**GIVEN TASK**
Rewrite the lines from the one containing "Reviewer note: check that every instance of the plowed" through the last line, requests included, raising every coordinate by 68. Leave the pictures out.

====================

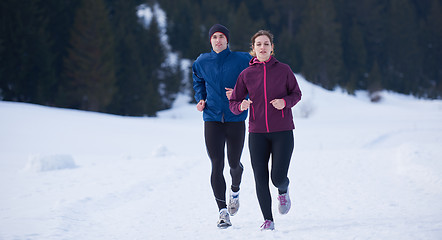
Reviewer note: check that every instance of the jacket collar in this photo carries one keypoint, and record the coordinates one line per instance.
(224, 53)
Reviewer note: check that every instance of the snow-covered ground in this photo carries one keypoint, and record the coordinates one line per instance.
(359, 171)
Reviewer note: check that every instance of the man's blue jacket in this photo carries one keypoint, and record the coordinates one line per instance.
(212, 73)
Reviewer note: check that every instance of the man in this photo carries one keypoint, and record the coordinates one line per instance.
(214, 77)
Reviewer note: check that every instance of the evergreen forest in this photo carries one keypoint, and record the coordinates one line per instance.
(99, 55)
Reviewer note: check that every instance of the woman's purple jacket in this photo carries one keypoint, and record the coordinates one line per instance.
(263, 82)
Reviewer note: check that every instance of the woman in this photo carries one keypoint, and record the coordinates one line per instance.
(214, 76)
(273, 91)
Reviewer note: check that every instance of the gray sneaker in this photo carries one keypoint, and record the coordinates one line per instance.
(224, 219)
(233, 205)
(268, 225)
(284, 203)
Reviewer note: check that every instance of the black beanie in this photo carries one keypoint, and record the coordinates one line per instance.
(219, 28)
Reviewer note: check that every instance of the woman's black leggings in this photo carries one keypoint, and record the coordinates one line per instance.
(261, 145)
(217, 135)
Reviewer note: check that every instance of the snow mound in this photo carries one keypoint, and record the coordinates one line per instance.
(43, 163)
(161, 151)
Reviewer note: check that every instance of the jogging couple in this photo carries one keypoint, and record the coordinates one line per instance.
(228, 85)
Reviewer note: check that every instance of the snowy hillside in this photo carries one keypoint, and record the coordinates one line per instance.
(359, 171)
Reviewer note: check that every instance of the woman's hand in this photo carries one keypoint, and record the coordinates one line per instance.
(201, 105)
(229, 92)
(245, 104)
(278, 103)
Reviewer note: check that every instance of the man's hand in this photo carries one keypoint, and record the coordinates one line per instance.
(229, 92)
(201, 105)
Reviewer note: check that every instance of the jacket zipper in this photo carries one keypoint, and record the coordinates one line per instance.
(265, 96)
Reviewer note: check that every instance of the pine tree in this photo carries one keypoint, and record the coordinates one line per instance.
(404, 60)
(355, 57)
(90, 64)
(433, 51)
(26, 61)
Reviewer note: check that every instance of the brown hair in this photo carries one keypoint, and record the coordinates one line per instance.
(257, 34)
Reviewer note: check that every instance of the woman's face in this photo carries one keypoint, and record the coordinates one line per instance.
(219, 42)
(263, 48)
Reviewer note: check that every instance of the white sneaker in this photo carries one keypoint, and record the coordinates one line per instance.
(233, 205)
(224, 219)
(268, 225)
(284, 203)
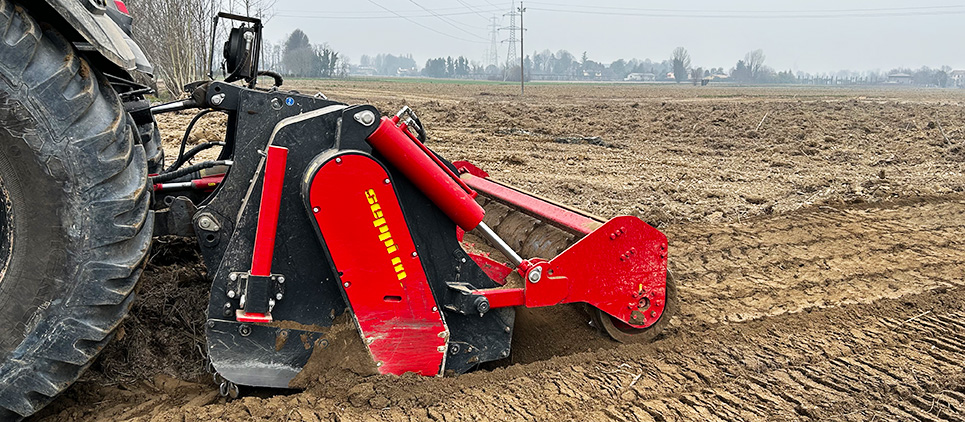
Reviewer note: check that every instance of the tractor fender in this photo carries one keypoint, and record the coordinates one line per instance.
(99, 33)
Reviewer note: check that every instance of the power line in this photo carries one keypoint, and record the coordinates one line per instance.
(324, 15)
(421, 25)
(727, 15)
(447, 21)
(647, 9)
(470, 7)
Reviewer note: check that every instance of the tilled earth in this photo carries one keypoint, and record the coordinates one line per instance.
(816, 238)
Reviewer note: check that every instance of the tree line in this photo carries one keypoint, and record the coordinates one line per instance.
(177, 41)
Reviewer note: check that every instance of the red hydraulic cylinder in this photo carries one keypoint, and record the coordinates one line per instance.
(275, 163)
(448, 194)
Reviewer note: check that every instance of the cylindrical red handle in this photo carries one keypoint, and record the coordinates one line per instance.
(275, 163)
(426, 174)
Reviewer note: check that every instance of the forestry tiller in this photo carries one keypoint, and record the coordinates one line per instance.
(329, 208)
(315, 216)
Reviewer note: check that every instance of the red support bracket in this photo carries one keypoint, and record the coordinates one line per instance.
(620, 268)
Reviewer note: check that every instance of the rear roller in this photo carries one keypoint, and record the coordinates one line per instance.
(626, 333)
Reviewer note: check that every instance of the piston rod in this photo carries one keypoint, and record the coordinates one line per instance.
(498, 242)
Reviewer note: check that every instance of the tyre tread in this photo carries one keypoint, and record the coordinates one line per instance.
(105, 175)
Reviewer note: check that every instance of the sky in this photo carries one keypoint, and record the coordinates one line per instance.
(815, 36)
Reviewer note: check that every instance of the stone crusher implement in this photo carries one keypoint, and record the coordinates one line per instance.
(330, 209)
(327, 209)
(319, 222)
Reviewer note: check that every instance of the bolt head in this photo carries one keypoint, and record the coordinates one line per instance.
(365, 117)
(535, 275)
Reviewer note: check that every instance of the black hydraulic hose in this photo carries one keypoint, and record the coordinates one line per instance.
(164, 177)
(184, 140)
(201, 147)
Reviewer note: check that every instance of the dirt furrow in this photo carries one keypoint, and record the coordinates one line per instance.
(817, 258)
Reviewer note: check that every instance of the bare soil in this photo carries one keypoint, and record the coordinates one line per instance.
(815, 233)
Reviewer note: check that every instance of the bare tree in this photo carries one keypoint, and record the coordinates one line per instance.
(175, 35)
(754, 61)
(696, 74)
(681, 62)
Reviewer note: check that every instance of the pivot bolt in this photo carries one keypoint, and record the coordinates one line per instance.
(535, 275)
(365, 117)
(482, 305)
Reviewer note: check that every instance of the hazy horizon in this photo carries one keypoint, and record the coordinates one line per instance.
(816, 37)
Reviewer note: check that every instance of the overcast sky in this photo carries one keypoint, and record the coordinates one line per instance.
(811, 36)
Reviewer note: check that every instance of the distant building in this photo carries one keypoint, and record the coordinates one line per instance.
(643, 77)
(899, 78)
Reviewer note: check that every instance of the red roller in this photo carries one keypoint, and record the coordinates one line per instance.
(430, 177)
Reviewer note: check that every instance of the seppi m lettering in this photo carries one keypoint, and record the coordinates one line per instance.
(385, 236)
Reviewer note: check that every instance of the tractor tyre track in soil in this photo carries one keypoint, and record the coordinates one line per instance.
(850, 313)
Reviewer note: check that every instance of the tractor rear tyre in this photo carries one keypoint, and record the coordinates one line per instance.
(75, 224)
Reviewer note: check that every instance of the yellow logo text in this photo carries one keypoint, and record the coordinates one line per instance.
(384, 235)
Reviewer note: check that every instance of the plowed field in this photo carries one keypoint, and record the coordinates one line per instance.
(816, 236)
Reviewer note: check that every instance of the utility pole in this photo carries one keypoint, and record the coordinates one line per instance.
(512, 28)
(522, 51)
(493, 57)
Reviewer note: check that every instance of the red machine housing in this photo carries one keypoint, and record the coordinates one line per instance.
(359, 216)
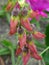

====================

**EXERCISE RESPONSE**
Reviewer note: check that every instance of the plowed field in this photo carries one keypoint, and record the coordinates one line per instance.
(884, 304)
Reviewer note: check that every instance of the utility pole in this photo carries one keypoint, and record the coordinates one line per instance.
(580, 96)
(590, 119)
(561, 125)
Reviewer note: check that every instance of the red machine housing in this photo carries one keypoint, and record the coordinates one line per instance.
(427, 284)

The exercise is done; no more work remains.